------ SELECTED TEXT ------

Taken in full and in context, this statement simply did not modify or overrule those portions of Bankers Trust and Scholastic dealing with the ripeness of lost debt injury.

To begin with, the appellate arguments to which this statement responded had nothing to do with the ripeness of the RICO claim, the issue here. The defendants' point was that the suit was a collection case that belonged in state court and, in substance, that it was an abuse of the RICO statute. The Circuit's statement that the possibility of a suit in state court did not foreclose a RICO action thus was not intended to suggest that GICC's RICO claim was ripe even if GICC still might have collected the allegedly lost debt by other means — that issue was not before the Court.*fn15 It simply invoked the uncontroversial proposition that the availability of a RICO or, for that matter, a securities, antitrust or other claim based on a federal statute, ordinarily does not require exhaustion of state remedies.

Further, if the panel had intended its comment as plaintiffs now contend, it would have been inconsistent with or, at least, in significant tension with the prior decisions by other panels in Bankers Trust and Stochastic. The fact that the GICC panel did not suggest that it was overruling or modifying those cases, or even indicate that it was addressing the issue that plaintiffs now claim it decided, convincingly confirms that plaintiffs have misread the decision.

In sum, the Court adheres to its prior ruling that plaintiffs' alleged lost debt injury does not provide them with RICO standing because their ongoing collection efforts render the extent of the loss uncertain.*fn16

II Rule 9(b) and 12(b)(6) Arguments

On their motion to dismiss the amended complaint, the moving defendants argued that certain predicate acts were not pleaded with particularity and that the amended complaint failed adequately to allege a pattern of racketeering activity by either Sohrab or Afsar, requiring dismissal of plaintiffs' claims under 18 U.S.C. § 1962(c) and (d). In the July 29 Opinion, the Court declined to address these arguments because they revolved exclusively around plaintiffs' RICO claims, "all of the RICO claims against the moving defendants ha[d] been dismissed," and the arguments, in its view, therefore were moot.*fn17

It is well settled that federal courts have no power "to decide questions that cannot affect the rights of litigants in the case before them"*fn18 or "'to give opinions upon moot questions or abstract propositions."'*fn19 Defendants argue that the Court incorrectly concluded that determination of these issues could not affect the rights of any of the moving defendants. The Court agrees because a number of the moving defendants now are faced with the task of defending state law claims in federal court solely by virtue of the continued pendency of the RICO claims against Sohrab.*fn20 In other words, resolution of the RICO claims against Afsar and Sohrab would enable the Court to determine whether the remaining moving defendants are entitled to dismissal of the state law claims against them for lack of subject matter jurisdiction.*fn21

Moreover, while dismissing a complaint as to a non-moving defendant is not an ordinary practice,*fn22 a district court may dismiss claims sua sponte for failure to state a claim, at least so long as the plaintiff had notice and an opportunity to be heard on the issue.*fn23 Here, both parties devoted a significant portion of their papers to the Rule 9(b) and 12(b)(6) arguments, apparently assuming that the Court would adjudicate these questions despite Sohrab's failure to move for dismissal. In short, plaintiffs had ample notice and availed themselves of the opportunity to litigate the sufficiency of the claims against Sohrab under Section 1962(c) and (d).*fn24

In sum, the Court will consider defendants' arguments that all of the RICO claims should be dismissed for failure to plead fraud with particularity or to state a claim upon which relief can be granted because it is persuaded that substantial rights of the moving defendants turn on these issues.

------

§ **GIVEN REQUEST 1**
Using the court ruling, decide whether each statement agrees with it. Answer yes or no for each, and quote the words that settle it. (a) The Court agrees with defendants that deciding the Rule 9(b) and 12(b)(6) arguments could affect the rights of some of the moving defendants. (b) Sohrab moved to dismiss the amended complaint. (c) The Court now holds that the alleged lost debt injury gives plaintiffs RICO standing.
§ **GIVEN REQUEST 2**
Copy word for word the part of the court ruling that starts at the words "To begin with, the" and stops after "of state remedies.".

------ SUPPLIED MATERIAL ------

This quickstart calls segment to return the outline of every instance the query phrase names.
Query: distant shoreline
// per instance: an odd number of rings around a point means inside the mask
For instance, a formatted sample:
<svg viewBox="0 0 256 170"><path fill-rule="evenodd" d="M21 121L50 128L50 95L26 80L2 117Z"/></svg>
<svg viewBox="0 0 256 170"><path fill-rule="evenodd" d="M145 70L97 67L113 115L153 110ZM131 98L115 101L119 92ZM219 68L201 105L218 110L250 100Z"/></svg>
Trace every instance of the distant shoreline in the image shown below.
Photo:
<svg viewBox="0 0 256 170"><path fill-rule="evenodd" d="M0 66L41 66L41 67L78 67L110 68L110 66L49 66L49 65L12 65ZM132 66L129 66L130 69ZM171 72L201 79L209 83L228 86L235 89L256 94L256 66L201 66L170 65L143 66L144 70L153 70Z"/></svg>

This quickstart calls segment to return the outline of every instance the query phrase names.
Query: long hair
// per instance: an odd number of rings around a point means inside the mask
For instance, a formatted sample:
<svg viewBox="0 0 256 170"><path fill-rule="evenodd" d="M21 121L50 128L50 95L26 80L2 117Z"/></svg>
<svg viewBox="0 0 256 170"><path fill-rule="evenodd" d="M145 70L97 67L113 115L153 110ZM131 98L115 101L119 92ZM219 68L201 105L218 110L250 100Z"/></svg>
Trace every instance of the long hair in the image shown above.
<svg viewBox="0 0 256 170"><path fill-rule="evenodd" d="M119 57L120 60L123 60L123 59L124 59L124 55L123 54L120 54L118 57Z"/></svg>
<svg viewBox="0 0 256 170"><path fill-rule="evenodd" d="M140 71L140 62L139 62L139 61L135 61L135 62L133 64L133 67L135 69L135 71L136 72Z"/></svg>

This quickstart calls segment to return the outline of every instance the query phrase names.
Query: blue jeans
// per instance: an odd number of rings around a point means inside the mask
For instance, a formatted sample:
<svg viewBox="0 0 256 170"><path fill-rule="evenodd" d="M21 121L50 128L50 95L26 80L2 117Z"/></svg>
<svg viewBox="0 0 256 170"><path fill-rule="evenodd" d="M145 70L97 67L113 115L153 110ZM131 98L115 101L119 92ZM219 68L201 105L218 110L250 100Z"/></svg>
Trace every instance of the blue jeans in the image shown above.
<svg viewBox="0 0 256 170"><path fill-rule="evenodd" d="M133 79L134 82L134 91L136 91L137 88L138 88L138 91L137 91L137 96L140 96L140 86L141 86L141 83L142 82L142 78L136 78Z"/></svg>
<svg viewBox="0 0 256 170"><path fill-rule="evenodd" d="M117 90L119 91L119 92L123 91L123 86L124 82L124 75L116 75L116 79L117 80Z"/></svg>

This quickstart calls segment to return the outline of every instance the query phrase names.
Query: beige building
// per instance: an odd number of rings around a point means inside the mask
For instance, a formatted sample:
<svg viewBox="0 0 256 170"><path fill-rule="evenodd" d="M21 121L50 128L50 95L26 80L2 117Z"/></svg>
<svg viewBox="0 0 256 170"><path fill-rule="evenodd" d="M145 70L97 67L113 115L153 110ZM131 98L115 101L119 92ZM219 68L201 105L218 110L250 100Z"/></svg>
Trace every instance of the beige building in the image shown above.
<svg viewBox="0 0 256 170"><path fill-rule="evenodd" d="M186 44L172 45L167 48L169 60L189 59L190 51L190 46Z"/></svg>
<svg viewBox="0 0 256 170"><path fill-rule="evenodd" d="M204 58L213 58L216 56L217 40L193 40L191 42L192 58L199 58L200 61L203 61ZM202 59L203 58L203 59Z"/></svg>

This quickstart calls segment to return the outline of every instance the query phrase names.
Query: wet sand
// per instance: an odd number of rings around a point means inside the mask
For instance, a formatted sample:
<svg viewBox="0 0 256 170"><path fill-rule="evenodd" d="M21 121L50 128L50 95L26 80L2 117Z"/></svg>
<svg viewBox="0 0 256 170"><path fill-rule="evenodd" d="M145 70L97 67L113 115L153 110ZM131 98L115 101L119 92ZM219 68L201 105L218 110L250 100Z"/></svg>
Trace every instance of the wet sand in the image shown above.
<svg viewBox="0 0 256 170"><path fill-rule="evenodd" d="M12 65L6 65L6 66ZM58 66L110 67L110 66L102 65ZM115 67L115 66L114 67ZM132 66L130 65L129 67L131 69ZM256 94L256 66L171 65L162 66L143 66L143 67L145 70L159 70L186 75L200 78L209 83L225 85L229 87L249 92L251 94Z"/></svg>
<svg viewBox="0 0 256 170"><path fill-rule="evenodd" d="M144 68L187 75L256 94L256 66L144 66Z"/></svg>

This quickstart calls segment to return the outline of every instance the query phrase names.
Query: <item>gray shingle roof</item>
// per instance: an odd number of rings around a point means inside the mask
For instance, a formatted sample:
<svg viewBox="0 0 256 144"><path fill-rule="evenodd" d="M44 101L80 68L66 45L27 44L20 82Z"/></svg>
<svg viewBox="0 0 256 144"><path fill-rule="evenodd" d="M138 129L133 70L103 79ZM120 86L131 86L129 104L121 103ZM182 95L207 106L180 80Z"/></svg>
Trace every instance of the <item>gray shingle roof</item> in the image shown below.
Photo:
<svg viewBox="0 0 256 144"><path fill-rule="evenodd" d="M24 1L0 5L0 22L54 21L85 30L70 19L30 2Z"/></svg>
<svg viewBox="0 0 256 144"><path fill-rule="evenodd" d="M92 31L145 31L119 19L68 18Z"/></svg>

------

§ **FULL OUTPUT 1**
(a) Yes: "The Court agrees because a number of the moving defendants now are faced with the task of defending state law claims in federal court solely by virtue of the continued pendency of the RICO claims against Sohrab."
(b) No: "despite Sohrab's failure to move for dismissal."
(c) No: "the Court adheres to its prior ruling that plaintiffs' alleged lost debt injury does not provide them with RICO standing"

§ **FULL OUTPUT 2**
To begin with, the appellate arguments to which this statement responded had nothing to do with the ripeness of the RICO claim, the issue here. The defendants' point was that the suit was a collection case that belonged in state court and, in substance, that it was an abuse of the RICO statute. The Circuit's statement that the possibility of a suit in state court did not foreclose a RICO action thus was not intended to suggest that GICC's RICO claim was ripe even if GICC still might have collected the allegedly lost debt by other means — that issue was not before the Court.*fn15 It simply invoked the uncontroversial proposition that the availability of a RICO or, for that matter, a securities, antitrust or other claim based on a federal statute, ordinarily does not require exhaustion of state remedies.